▶ **The input**
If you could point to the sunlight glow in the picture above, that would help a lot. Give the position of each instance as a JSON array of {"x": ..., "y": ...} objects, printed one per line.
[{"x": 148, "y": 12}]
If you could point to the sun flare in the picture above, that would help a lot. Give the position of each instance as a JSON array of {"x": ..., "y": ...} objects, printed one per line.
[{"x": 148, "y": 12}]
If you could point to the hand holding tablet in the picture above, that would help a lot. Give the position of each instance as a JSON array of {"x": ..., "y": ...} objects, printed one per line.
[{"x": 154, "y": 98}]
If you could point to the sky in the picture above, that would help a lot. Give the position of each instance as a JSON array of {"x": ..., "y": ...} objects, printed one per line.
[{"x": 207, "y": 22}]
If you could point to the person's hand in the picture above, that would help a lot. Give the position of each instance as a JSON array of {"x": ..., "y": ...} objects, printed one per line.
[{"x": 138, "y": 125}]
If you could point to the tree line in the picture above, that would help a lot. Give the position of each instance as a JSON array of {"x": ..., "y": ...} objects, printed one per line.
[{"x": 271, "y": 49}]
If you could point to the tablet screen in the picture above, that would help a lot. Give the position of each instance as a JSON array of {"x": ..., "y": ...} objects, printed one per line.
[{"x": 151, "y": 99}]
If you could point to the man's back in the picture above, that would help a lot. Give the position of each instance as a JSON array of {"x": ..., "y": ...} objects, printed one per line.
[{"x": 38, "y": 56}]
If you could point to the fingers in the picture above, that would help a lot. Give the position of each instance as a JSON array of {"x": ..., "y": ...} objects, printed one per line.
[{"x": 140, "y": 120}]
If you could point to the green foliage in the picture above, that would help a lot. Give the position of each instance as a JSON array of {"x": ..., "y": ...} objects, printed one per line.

▶ **Exercise brief**
Convert everything from the line containing "If you could point to the tree" down to the end of the records above into a Markdown table, leaving out blank lines. Use two columns, "Row" for the row number and "Record Line" for the line itself.

▶ **Solution to this exercise**
| Row | Record Line |
|---|---|
| 1 | If you could point to the tree line in the picture above, that would help a lot. Give the position of each instance as a JSON array of {"x": ..., "y": ...} objects, printed one per line. |
| 2 | [{"x": 271, "y": 49}] |
| 3 | If you could point to the tablet screen in the picture above, that would help a lot. Give the position of each instance as a JSON array of {"x": ..., "y": ...} objects, printed one per line. |
| 4 | [{"x": 151, "y": 99}] |
| 5 | If you could point to the man's back in the picture above, that would help a lot. Give the position of each instance as a JSON array of {"x": ..., "y": ...} objects, printed one per line. |
| 6 | [{"x": 38, "y": 56}] |
| 7 | If you could point to the fingers in the picture above, that would help a lot. Give the position of each instance as a JSON array of {"x": ..., "y": ...} objects, printed one per line. |
| 8 | [{"x": 140, "y": 120}] |
| 9 | If you could point to the green foliage in the picture above, that would help a lot. Give the position of each instance as a JSON array of {"x": ..., "y": ...} objects, printed one per line. |